> **RECORD LIST**
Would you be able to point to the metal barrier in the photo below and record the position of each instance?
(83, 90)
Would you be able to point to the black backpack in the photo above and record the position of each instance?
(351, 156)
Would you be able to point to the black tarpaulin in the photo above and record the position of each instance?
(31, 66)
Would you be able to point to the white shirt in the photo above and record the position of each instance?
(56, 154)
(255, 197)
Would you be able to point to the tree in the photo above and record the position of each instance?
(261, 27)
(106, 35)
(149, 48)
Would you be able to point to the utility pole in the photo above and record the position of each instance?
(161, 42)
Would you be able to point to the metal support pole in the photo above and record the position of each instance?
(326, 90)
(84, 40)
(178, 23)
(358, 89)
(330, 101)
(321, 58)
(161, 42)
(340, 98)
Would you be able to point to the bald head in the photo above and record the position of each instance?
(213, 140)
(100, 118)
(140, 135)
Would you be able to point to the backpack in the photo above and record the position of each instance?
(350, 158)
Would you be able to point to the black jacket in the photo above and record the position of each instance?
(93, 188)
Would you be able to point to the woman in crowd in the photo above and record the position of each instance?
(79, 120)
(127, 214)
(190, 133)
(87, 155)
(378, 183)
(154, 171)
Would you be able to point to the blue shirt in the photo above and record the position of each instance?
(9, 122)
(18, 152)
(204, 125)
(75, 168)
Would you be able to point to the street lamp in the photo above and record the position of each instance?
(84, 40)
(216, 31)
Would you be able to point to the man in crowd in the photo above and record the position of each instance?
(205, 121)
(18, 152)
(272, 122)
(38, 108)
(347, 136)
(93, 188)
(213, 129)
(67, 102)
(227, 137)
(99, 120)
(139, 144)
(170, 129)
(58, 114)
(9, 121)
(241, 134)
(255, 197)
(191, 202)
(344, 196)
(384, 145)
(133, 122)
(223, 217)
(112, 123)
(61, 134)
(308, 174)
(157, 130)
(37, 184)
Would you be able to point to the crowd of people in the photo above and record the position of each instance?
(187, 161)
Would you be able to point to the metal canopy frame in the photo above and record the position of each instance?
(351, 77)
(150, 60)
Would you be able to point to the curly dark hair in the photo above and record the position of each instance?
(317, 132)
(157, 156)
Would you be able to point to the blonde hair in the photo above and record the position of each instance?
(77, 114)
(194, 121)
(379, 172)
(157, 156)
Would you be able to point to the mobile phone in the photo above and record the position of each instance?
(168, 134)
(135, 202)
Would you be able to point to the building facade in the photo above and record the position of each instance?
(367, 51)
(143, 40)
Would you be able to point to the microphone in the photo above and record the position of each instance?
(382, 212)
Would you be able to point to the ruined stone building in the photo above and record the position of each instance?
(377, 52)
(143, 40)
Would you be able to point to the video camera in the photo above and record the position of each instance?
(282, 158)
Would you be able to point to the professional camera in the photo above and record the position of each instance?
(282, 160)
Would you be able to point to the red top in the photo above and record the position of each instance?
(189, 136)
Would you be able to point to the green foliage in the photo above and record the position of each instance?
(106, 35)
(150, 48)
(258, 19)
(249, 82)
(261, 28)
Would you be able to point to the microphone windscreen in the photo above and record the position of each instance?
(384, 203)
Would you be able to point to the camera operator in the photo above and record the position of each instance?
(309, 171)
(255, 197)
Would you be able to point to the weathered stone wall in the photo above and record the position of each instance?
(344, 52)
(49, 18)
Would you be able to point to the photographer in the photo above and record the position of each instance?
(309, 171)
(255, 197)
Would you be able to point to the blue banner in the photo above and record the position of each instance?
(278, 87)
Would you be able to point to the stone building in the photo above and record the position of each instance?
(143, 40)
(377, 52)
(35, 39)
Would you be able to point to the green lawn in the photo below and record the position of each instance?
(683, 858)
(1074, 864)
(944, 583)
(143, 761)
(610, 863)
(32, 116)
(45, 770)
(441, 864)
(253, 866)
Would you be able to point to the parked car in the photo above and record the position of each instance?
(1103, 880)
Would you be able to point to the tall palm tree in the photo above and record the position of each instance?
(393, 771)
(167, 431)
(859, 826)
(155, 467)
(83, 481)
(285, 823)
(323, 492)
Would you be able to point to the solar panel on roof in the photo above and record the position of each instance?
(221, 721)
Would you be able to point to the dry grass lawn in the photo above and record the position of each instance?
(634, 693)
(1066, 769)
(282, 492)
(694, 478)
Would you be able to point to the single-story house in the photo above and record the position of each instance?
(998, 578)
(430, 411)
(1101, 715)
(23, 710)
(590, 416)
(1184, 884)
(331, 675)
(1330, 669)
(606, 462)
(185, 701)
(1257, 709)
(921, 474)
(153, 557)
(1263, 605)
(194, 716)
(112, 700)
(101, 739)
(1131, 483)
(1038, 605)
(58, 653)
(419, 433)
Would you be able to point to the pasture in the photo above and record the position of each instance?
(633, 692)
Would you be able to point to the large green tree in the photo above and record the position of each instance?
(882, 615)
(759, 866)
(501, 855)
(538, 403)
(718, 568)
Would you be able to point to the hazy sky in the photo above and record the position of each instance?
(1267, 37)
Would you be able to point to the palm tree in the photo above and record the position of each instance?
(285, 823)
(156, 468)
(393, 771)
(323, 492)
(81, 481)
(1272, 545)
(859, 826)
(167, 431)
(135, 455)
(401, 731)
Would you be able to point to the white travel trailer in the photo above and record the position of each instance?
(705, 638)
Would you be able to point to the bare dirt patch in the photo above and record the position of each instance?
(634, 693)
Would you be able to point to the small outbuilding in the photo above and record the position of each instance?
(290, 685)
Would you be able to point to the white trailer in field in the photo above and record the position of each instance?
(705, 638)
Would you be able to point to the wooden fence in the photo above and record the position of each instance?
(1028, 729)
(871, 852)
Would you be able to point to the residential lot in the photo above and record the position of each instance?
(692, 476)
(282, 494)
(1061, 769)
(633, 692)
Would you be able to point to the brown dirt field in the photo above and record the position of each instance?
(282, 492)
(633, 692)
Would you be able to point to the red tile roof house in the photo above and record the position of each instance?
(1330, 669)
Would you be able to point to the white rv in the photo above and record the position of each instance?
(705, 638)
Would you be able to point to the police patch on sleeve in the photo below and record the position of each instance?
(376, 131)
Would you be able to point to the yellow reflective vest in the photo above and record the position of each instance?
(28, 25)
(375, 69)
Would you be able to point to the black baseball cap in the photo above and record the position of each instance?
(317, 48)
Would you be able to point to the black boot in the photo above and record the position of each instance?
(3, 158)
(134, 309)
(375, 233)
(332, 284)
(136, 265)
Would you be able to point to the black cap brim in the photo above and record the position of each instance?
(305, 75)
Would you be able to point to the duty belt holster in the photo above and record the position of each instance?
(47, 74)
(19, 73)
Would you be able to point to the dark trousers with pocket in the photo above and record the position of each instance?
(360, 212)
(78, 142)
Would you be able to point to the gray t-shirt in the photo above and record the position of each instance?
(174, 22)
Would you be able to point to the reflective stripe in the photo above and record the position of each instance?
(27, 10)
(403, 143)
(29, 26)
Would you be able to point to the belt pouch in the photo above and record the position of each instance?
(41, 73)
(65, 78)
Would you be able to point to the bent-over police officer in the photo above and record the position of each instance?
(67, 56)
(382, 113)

> **EXERCISE REQUIREMENTS**
Please render the records above as a two-column CSV with the headers "prompt" and "reply", one row per record. Put its text and its answer each in a single quoted field, with line breaks turned into spaces.

> **FINISHED EXERCISE**
prompt,reply
"Would you be able to point to the metal barrier in the photo below and record the position of each instance?","(83, 90)"
"Would you be able to point to the black backpack in the photo above and record the position of each instance?","(351, 156)"
"Would you be able to point to the black tarpaulin in the photo above and record the position of each instance?","(31, 66)"
"Would you be able to point to the white shirt in the photo above and record the position of each instance?","(56, 154) (255, 197)"
"Would you be able to point to the tree in the photo above and record the position of each instance?","(261, 27) (106, 35) (149, 48)"
"Would you be able to point to the utility pole in the photo above and record the position of each instance?","(161, 42)"
"Would you be able to point to the metal support pole in the photo above and record the position of each instance?","(326, 90) (84, 40) (178, 23) (358, 89) (330, 101) (321, 58) (161, 42) (340, 98)"
"Would you be able to point to the bald head in the photo above and record the position of each instance?","(213, 140) (100, 118) (140, 135)"
"Would you be able to point to the backpack in the photo above and record the position of each instance?","(350, 158)"
"Would you be able to point to the black jacket in the photo above and record the position of each instance?","(93, 188)"
"Would you be able to point to the woman in crowd in the photo above and record the position of each instance?","(79, 120) (127, 214) (190, 133) (87, 155) (378, 183) (154, 171)"
"Would you be able to point to the blue shirt in the photo above and record the position of each instance?","(9, 122) (18, 152) (204, 125) (75, 168)"
"Would you be able to point to the street lamp in the photo above and record the position of each instance?","(84, 40) (216, 31)"
"Would you be able to point to the man in crowd in the photo above and record the position of each instance?","(205, 121) (18, 152) (272, 122) (38, 108) (347, 136) (93, 188) (213, 129) (67, 102) (227, 137) (99, 120) (139, 144) (170, 129) (58, 114) (9, 121) (241, 134) (255, 197) (191, 202) (344, 196) (384, 145) (133, 122) (223, 217) (112, 123) (61, 134) (308, 174) (157, 130) (37, 184)"
"Would you be able to point to the crowd of people in the photo above and record the position of each instance?","(187, 161)"
"Would you be able to point to the metal canopy frame in the photo above and record the position of each instance?","(351, 77) (150, 60)"
"Would you be able to point to the curly dark hair in the photo above and record the position of each instance?","(317, 132) (157, 156)"
"Would you be able to point to the blonde hair in the photo above and record the position of each instance?","(77, 114) (194, 121) (379, 172) (157, 156)"
"Would you be able to point to the mobile phone in the photo above and record the position of each instance?","(168, 134) (135, 202)"
"Would you be able to point to the building facade in the photo above and record the position of each instance?","(367, 51) (143, 40)"
"Would you be able to point to the microphone in the photo above and record the position of each instance?","(382, 212)"
"Would you be able to point to the ruined stone building in the photo above and record the position of each instance?","(377, 52) (143, 40)"
"Would you be able to point to the video camera in the photo above and record the position of each instance?","(282, 158)"
"Would you be able to point to the professional camera in the photo above and record the position of each instance?","(282, 160)"
"Would you be able to point to the red top in the photo above and record the position of each instance?","(189, 136)"
"Would you be able to point to the green foliage in the photo above and record the position of each instance?","(106, 35) (150, 48) (258, 19) (249, 82) (261, 28)"
"Would you be able to point to the microphone windscreen in the photo above and record the position of each instance?","(384, 203)"
"Would you be able to point to the camera operator in the photo above and record the position of each instance?","(309, 171) (255, 197)"
"Would you be able to point to the weathered stone wall in the photo above and record the position of each instance?","(344, 52) (49, 18)"
"Would you be able to point to the photographer in the photo above and record the position of each instance?","(309, 171) (255, 197)"
"Would you be able to point to the blue banner in the photo above and record the position of each instance?","(278, 87)"
"Would you be able to point to the stone building in the photo above and record the position of each instance?","(143, 40) (377, 52) (35, 39)"
"Would you be able to point to the green lawn in the photo below and record the position of each instance?","(683, 858) (1074, 864) (944, 583) (143, 761) (610, 863) (32, 116) (45, 770) (441, 864) (253, 866)"
"Would you be able to point to the parked car in the photo above and record the position of each instance?","(1103, 880)"
"Would you be able to point to the tall palm tree in the photo above and record the position of each instance?","(393, 771) (167, 431) (859, 826) (155, 467) (83, 481) (285, 823) (323, 492)"
"Would you be able to point to the solar panel on roof in the photo above and record the position of each instance?","(221, 721)"
"Would you be able to point to the dry grass lawn in the photo above and record the position of each instance?","(634, 693) (1066, 769) (282, 492) (694, 478)"
"Would you be able to point to the single-story house in the photo above and record the position of each instance?","(998, 578) (430, 411) (1101, 715) (23, 710) (590, 416) (1184, 884) (331, 675) (1330, 669) (606, 462) (185, 701) (1257, 709) (921, 474) (153, 557) (1263, 605) (194, 716) (112, 700) (101, 739) (1131, 483) (1038, 605) (58, 653) (419, 433)"
"Would you be able to point to the pasture in the photo above and record the position of each instance?","(633, 692)"
"Would you be able to point to the large green tree in the photo above and record the position of each instance?","(882, 615) (759, 866) (501, 855) (538, 403) (718, 568)"
"Would you be able to point to the hazy sky in the photo above and record the position of each instance?","(1267, 37)"
"Would you be able to point to the palm tree in the photo above and record the position of each instance?","(285, 823) (156, 468) (393, 771) (323, 492) (81, 481) (1272, 545) (859, 826) (167, 431) (135, 455) (401, 731)"
"Would you be able to point to the white travel trailer in the photo above and record the position of each instance?","(705, 638)"
"Would you be able to point to the bare dirt patch in the photo above and record the position of each instance?","(634, 693)"
"Would you be able to point to the small outbuilding in the photo above and record the position of each instance?","(290, 685)"
"Would you be able to point to the white trailer in field in the photo above and record the position of each instance?","(705, 638)"
"Would you be able to point to the wooden fence in the photo above and record the position of each instance?","(1028, 729) (871, 852)"
"Would you be able to point to the residential lot in the photo above and record the position of each instance?","(692, 476) (282, 494) (1061, 769) (633, 692)"
"Would you be able to point to the brown dirt field in the photo above and record the position of each instance?","(282, 492) (633, 692)"
"Would you be able to point to the red tile roof house in the photo above and record the position of each instance?","(1330, 669)"
"Would you be able to point to the white rv in the photo above and record the position of each instance?","(705, 638)"
"Would you be able to point to the police patch on sleeve in the photo below and record the position of each instance?","(376, 131)"
"Would you be able to point to the yellow reflective vest in the photo above and record the position of each instance?","(28, 25) (375, 69)"
"Would you be able to point to the black baseball cap in the photo above and record the position of each instance?","(317, 48)"
"Would you be able to point to the black boot in the photo above and record the position of each instance?","(3, 158) (134, 309) (375, 233) (332, 284) (136, 265)"
"Would you be able to point to the black cap brim in the photo above and record the position of each instance?","(305, 75)"
"Would you be able to point to the duty belt holster in the photo above and record the position of each instance?","(47, 74) (19, 73)"
"Would you be able to point to the dark trousers with pocket in the photo above and record the position of each instance?","(360, 212) (78, 142)"
"Would you be able to point to the gray t-shirt in the photo above and record the position of each instance?","(174, 22)"
"Would you be able to point to the reflective stripe in the photo above and record the position of each instance?","(27, 10) (403, 143) (29, 26)"
"Would you be able to point to the belt pouch in the photo above and record the position of each instance?","(41, 73) (65, 78)"
"Would you be able to point to the bent-over police officer in the photo above and record the position of each instance?","(67, 56) (382, 113)"